:: WORK ITEM ::
Exact copies of all the lines below are required, with the pictures omitted.

:: SOURCE DATA ::
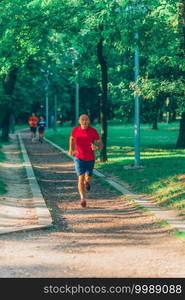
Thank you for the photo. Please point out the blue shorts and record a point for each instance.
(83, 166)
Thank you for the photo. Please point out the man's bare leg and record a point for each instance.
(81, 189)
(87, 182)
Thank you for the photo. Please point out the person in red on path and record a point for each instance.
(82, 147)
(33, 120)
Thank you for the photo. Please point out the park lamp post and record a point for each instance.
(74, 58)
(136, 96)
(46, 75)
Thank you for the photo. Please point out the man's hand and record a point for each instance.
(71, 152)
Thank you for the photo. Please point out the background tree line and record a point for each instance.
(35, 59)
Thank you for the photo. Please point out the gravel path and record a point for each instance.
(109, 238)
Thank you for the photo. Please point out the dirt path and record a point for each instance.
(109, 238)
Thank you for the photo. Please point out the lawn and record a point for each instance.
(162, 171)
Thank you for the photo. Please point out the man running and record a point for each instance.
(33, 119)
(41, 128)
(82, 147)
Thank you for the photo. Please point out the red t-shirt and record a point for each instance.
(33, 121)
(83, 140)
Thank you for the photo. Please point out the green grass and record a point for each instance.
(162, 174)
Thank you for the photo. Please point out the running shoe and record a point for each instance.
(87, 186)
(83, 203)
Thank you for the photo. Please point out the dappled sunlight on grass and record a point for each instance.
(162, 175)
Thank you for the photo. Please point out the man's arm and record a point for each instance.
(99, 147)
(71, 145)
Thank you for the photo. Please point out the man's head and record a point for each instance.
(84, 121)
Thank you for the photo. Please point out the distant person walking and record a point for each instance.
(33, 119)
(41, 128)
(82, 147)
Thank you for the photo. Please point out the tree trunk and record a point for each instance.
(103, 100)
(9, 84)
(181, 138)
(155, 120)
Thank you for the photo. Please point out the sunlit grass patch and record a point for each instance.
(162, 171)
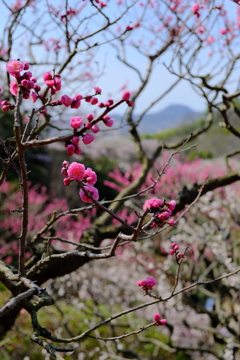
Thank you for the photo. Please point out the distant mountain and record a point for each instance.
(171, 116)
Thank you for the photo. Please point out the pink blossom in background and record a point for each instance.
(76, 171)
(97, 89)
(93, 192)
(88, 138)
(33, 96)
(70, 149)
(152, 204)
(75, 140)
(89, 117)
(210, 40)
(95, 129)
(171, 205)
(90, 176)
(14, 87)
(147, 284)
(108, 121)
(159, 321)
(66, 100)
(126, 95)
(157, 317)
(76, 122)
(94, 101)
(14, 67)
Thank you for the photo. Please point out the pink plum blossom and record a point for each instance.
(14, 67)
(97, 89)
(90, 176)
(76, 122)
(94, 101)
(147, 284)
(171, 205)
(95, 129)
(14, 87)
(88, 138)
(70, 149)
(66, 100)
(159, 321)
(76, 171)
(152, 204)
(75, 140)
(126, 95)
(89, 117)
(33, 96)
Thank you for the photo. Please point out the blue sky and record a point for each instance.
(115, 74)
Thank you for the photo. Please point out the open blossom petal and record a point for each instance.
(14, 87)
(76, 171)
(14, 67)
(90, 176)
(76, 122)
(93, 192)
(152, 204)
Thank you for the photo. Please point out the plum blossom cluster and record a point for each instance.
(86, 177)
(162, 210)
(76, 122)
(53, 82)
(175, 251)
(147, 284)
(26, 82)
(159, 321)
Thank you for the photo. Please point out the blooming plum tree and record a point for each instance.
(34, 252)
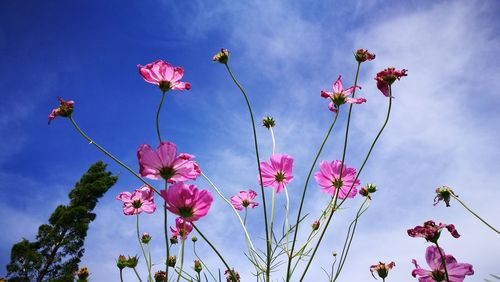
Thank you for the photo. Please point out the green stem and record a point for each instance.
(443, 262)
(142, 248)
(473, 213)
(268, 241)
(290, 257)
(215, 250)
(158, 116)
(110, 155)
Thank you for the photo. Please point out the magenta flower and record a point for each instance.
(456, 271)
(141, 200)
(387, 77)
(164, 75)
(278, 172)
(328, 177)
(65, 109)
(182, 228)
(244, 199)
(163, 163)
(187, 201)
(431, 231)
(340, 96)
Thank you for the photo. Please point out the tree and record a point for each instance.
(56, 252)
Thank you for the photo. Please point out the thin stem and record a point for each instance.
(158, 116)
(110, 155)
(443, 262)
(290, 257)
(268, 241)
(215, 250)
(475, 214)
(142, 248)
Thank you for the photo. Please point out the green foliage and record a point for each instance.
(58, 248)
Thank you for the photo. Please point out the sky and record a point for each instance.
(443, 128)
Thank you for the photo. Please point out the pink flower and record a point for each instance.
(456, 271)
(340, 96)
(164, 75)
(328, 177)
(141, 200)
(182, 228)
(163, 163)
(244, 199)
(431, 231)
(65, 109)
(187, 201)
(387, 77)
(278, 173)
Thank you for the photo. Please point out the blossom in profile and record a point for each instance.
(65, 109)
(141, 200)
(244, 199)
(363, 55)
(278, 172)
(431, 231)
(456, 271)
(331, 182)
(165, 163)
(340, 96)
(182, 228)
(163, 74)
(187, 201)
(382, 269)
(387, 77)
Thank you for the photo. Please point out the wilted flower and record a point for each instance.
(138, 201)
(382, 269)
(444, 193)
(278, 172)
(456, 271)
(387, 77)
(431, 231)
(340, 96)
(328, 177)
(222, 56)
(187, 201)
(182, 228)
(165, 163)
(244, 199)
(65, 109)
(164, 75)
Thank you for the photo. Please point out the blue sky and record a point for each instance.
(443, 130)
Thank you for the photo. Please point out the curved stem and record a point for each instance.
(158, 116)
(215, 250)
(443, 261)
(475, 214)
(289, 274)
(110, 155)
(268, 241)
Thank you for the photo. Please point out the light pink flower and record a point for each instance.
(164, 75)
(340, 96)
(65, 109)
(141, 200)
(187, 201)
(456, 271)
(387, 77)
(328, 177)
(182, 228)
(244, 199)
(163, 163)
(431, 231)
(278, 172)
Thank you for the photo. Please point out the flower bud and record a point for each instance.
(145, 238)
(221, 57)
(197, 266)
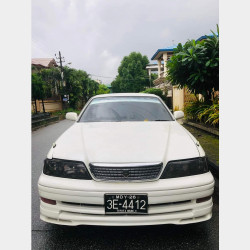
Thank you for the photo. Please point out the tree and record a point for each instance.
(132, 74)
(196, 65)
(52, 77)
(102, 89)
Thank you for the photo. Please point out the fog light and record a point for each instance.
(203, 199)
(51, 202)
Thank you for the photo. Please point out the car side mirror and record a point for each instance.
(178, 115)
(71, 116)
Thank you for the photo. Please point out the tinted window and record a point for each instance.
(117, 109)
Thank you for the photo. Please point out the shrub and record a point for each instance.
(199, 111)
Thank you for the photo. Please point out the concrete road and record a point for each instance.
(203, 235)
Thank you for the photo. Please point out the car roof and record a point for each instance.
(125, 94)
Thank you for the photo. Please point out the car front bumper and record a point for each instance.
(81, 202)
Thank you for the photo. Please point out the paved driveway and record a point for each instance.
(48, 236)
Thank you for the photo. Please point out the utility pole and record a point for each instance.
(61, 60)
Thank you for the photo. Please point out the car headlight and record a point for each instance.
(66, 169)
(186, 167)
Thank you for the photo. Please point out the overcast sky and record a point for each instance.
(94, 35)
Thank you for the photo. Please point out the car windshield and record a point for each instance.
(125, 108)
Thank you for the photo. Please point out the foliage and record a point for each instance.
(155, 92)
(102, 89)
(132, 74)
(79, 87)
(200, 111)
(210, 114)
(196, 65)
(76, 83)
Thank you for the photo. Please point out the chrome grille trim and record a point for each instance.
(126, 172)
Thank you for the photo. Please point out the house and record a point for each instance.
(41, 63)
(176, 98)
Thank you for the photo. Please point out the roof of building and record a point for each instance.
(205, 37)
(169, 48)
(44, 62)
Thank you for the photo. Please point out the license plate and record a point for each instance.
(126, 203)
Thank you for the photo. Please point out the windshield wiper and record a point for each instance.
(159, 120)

:: ANSWER BOX ::
Thank you for the photo. Please point out the blue shorts and record a point for each instance.
(83, 166)
Thank you for the photo. Please point out the man's bare leg and record a point for each instance.
(81, 189)
(87, 182)
Thank you for the photo. Please point out the person in red on path and record a point for each instance.
(82, 147)
(33, 120)
Thank you for the photo. Please point out the park lamp post and record a point for each instance.
(74, 58)
(136, 96)
(46, 75)
Thank you for the photo. Please point out the man's hand and record a point for each instance.
(71, 152)
Thank you for the photo. Please point out the background tree line and record a point for each instance.
(35, 59)
Thank you for the photo. Please point out the gravel path and record a point for each instance.
(109, 238)
Thank you for the photo. Please point out the dirt path and record a point for each instance.
(109, 238)
Thank you for the photo. Please point out the lawn and record a point for each instance.
(162, 171)
Thank you for the photo. Please point out the man running and record a point for each instance.
(33, 119)
(41, 128)
(82, 147)
Thank you for the photo. Please point out the red t-shirt and record a point for each instance.
(33, 121)
(83, 140)
Thank you for the photo. Please point out the green grass and record a point for each instance.
(162, 174)
Thank you for the photo. Please point out the running shoe and record a point for each instance.
(87, 186)
(83, 203)
Thank you for the photo. Please point out the dappled sunlight on grass and record a point for each instance.
(162, 175)
Thank you for the photo. Please point out the man's arm and record a point for each instance.
(99, 147)
(71, 145)
Thank you for the photo. Please point out the man's head and record a point for each instance.
(84, 121)
Thank you for the photo. Please point out the distant person walking and record a point for each instance.
(33, 119)
(41, 128)
(82, 147)
Thank you for the photo. Please point out the tree trunk and record a point for each instance.
(103, 100)
(9, 84)
(181, 138)
(155, 120)
Thank you for the photo. Please point out the sunlit grass patch and record a point for each instance.
(162, 171)
Thank you for the photo. Please point out the distant mountain and record a point for each instance.
(171, 116)
Thank you for the photo. Please point out the pink blossom in background and record a point for each instance.
(76, 171)
(97, 89)
(93, 192)
(88, 138)
(33, 96)
(70, 149)
(152, 204)
(75, 140)
(89, 117)
(210, 40)
(95, 129)
(171, 205)
(90, 176)
(14, 87)
(147, 284)
(108, 121)
(159, 321)
(66, 100)
(126, 95)
(157, 317)
(76, 122)
(94, 101)
(14, 67)
Thank you for the photo. Please point out the pink plum blossom and record a point for each instance.
(14, 67)
(97, 89)
(90, 176)
(76, 122)
(94, 101)
(147, 284)
(171, 205)
(95, 129)
(14, 87)
(88, 138)
(70, 149)
(66, 100)
(159, 321)
(76, 171)
(152, 204)
(75, 140)
(126, 95)
(89, 117)
(33, 96)
Thank you for the photo. Please point out the blue sky and record a point for each instance.
(115, 74)
Thank you for the photo. Please point out the open blossom petal and record a point for each instance.
(14, 87)
(76, 171)
(14, 67)
(90, 176)
(76, 122)
(93, 192)
(152, 204)
Thank you for the photo. Please point out the plum blossom cluster and record a point for each instance.
(86, 177)
(162, 210)
(76, 122)
(53, 82)
(175, 251)
(147, 284)
(26, 82)
(159, 321)
Thank you for the photo. Please point out the blooming plum tree and record a point for each instance.
(34, 252)
Thank you for the photo. Please point out the green stem and record a point for each instance.
(443, 262)
(142, 248)
(473, 213)
(268, 241)
(290, 257)
(215, 250)
(158, 116)
(110, 155)
Thank you for the photo. Please point out the magenta flower and record a point for each instance.
(456, 271)
(141, 200)
(387, 77)
(164, 75)
(278, 172)
(328, 177)
(65, 109)
(182, 228)
(244, 199)
(163, 163)
(187, 201)
(431, 231)
(340, 96)
Thank you for the photo. Please point out the tree and record a point for each instance.
(56, 252)
Thank you for the photo. Please point out the thin stem and record a point for each instance.
(158, 116)
(110, 155)
(443, 262)
(290, 257)
(268, 241)
(215, 250)
(475, 214)
(142, 248)
Thank you for the photo. Please point out the green foliage and record a point for each instance.
(58, 248)
Thank you for the photo. Please point out the sky and record a point for each instance.
(443, 128)
Thank you for the photo. Please point out the pink flower and record a point for each instance.
(456, 271)
(340, 96)
(164, 75)
(328, 177)
(141, 200)
(182, 228)
(163, 163)
(244, 199)
(431, 231)
(65, 109)
(187, 201)
(387, 77)
(278, 173)
Thank you for the photo. Please point out the blossom in profile and record a point for each instance.
(65, 109)
(141, 200)
(244, 199)
(363, 55)
(278, 172)
(431, 231)
(456, 271)
(331, 182)
(165, 163)
(340, 96)
(182, 228)
(163, 74)
(187, 201)
(382, 269)
(387, 77)
Thank you for the photo. Please point out the wilted flower and record a point for each instance.
(138, 201)
(382, 269)
(444, 193)
(278, 172)
(456, 271)
(387, 77)
(431, 231)
(340, 96)
(328, 177)
(222, 56)
(187, 201)
(182, 228)
(165, 163)
(244, 199)
(65, 109)
(164, 75)
Thank you for the photo. Please point out the blue sky and record a point for each instance.
(443, 130)
Thank you for the photo. Please point out the curved stem and record a point for each instance.
(158, 116)
(215, 250)
(443, 261)
(475, 214)
(289, 274)
(110, 155)
(268, 241)
Thank you for the photo. Please point out the light pink flower and record a point for each instance.
(164, 75)
(340, 96)
(65, 109)
(141, 200)
(187, 201)
(456, 271)
(387, 77)
(328, 177)
(182, 228)
(244, 199)
(163, 163)
(431, 231)
(278, 172)
Thank you for the photo. Please point out the flower bud and record a point for each instance.
(145, 238)
(221, 57)
(197, 266)
Thank you for the photo. Please point out the tree and record a point for each instance.
(132, 74)
(196, 65)
(52, 77)
(102, 89)
Thank you for the photo. Please point out the fog light and record a point for each instance.
(203, 199)
(51, 202)
Thank you for the photo. Please point out the car side mirror and record a point for each instance.
(178, 115)
(71, 116)
Thank you for the photo. Please point out the tinted window and record a point for each instance.
(117, 109)
Thank you for the photo. Please point out the shrub and record a point for each instance.
(199, 111)
Thank you for the photo. Please point out the concrete road and record a point for each instance.
(203, 235)
Thank you for the photo. Please point out the car roof and record a point for each instance.
(125, 94)
Thank you for the photo. Please point out the car front bumper and record a point for each instance.
(81, 202)
Thank you for the photo. Please point out the paved driveway and record a point for each instance.
(48, 236)
Thank you for the photo. Please point out the utility pole and record a point for each instance.
(61, 60)
Thank you for the photo. Please point out the car headlight and record a point for each instance.
(66, 169)
(186, 167)
Thank you for the photo. Please point out the overcast sky and record a point for each instance.
(94, 35)
Thank you for the photo. Please point out the car windshield and record a point for each instance.
(125, 108)
Thank you for the photo. Please point out the foliage and record a point for each instance.
(155, 92)
(102, 89)
(132, 74)
(79, 87)
(200, 111)
(210, 114)
(196, 65)
(76, 83)
Thank you for the photo. Please point out the chrome grille trim and record a point for each instance.
(126, 172)
Thank you for the photo. Please point out the house and record a point for each instance.
(41, 63)
(176, 98)
Thank you for the photo. Please point out the roof of building and record a point for each instance.
(205, 37)
(169, 48)
(44, 62)
Thank you for the photo. Please point out the license plate and record a point for each instance.
(126, 203)
Thank you for the photo. Please point out the windshield wiper and record a point for each instance.
(159, 120)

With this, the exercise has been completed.